■ **Recorded information**:
☆ ☆ ☆ ☆ ☆ ☆ ☆
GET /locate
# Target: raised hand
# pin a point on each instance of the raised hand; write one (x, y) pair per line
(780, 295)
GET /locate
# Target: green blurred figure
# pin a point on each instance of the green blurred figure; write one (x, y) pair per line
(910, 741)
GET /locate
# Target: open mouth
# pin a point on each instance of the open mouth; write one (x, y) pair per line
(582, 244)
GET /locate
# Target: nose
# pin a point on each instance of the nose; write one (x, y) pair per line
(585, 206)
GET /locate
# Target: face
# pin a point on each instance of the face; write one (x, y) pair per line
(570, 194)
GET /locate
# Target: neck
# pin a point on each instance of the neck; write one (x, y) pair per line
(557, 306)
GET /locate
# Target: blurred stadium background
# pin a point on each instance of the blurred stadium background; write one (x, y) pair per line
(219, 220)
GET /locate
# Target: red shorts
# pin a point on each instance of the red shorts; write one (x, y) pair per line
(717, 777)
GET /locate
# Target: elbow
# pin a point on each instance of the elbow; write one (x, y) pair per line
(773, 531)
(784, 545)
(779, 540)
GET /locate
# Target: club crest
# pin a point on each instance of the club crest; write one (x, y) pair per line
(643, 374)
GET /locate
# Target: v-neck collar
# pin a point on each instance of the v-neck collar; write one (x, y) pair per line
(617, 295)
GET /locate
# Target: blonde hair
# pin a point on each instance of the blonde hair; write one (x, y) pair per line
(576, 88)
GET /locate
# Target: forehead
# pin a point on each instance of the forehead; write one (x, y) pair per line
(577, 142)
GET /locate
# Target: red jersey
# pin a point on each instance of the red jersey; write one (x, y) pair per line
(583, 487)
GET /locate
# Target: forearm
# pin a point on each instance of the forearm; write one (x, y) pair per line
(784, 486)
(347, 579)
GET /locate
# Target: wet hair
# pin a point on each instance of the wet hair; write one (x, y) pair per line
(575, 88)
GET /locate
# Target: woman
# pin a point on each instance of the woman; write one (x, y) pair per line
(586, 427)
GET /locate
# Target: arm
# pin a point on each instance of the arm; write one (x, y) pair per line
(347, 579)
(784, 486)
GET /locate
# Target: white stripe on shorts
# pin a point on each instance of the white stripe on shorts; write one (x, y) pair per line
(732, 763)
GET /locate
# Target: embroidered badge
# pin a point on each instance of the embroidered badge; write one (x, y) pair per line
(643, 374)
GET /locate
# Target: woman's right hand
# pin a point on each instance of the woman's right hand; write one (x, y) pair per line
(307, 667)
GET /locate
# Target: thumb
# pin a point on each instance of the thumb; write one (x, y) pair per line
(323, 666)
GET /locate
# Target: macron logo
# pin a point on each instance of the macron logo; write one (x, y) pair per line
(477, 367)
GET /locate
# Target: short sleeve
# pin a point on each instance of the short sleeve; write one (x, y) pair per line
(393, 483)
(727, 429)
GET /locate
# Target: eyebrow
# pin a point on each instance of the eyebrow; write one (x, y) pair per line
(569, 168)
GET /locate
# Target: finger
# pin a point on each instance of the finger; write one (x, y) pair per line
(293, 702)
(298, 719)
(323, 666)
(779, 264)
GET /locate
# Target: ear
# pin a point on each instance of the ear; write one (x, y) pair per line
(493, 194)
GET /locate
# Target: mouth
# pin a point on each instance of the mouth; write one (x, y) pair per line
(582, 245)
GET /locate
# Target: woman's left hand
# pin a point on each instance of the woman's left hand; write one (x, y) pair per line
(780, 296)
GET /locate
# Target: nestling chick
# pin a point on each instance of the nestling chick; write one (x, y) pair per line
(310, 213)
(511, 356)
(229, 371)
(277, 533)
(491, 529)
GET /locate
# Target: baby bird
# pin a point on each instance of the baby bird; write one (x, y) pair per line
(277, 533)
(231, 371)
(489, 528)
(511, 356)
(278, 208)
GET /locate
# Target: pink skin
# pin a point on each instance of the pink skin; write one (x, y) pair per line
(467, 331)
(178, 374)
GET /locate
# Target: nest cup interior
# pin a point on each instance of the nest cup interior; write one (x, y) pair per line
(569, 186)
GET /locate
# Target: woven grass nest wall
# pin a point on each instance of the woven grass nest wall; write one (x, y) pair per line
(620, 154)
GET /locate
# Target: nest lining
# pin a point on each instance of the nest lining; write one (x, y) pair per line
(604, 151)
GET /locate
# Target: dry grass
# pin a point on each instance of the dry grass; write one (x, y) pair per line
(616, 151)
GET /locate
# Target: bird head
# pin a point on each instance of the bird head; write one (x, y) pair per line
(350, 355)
☆ ☆ ☆ ☆ ☆ ☆ ☆
■ **Assignment**: Print the lines above from the one with "# Target: ear" through the one with "# Target: nest lining", both included, exactly as written and nothing more.

■ **Solution to the problem**:
# Target: ear
# pin a point on each instance of the ear; write one (x, y) pair per line
(493, 194)
GET /locate
# Target: mouth
# pin a point on each instance of the mouth; write one (x, y) pair per line
(582, 245)
GET /locate
# Target: woman's left hand
# pin a point on each instance of the woman's left hand; write one (x, y) pair per line
(780, 296)
GET /locate
# Target: nestling chick
# pin a point on each instance of the nestling chick; write one (x, y) pair per line
(310, 213)
(511, 356)
(229, 371)
(277, 533)
(491, 529)
GET /locate
# Target: baby bird
# pin a point on each instance of the baby bird; write one (x, y) pair per line
(277, 533)
(231, 371)
(489, 528)
(511, 356)
(278, 208)
GET /locate
# Target: pink skin
# pin a point on each instance of the pink skin; write one (x, y) pair per line
(467, 331)
(178, 374)
GET /locate
# Target: nest cup interior
# pin a point on each instance of the nest cup interior; write one (x, y) pair per line
(569, 186)
GET /locate
# Target: woven grass nest wall
# pin a point on each instance of the woven grass nest wall; write one (x, y) pair per line
(620, 154)
GET /locate
# Target: nest lining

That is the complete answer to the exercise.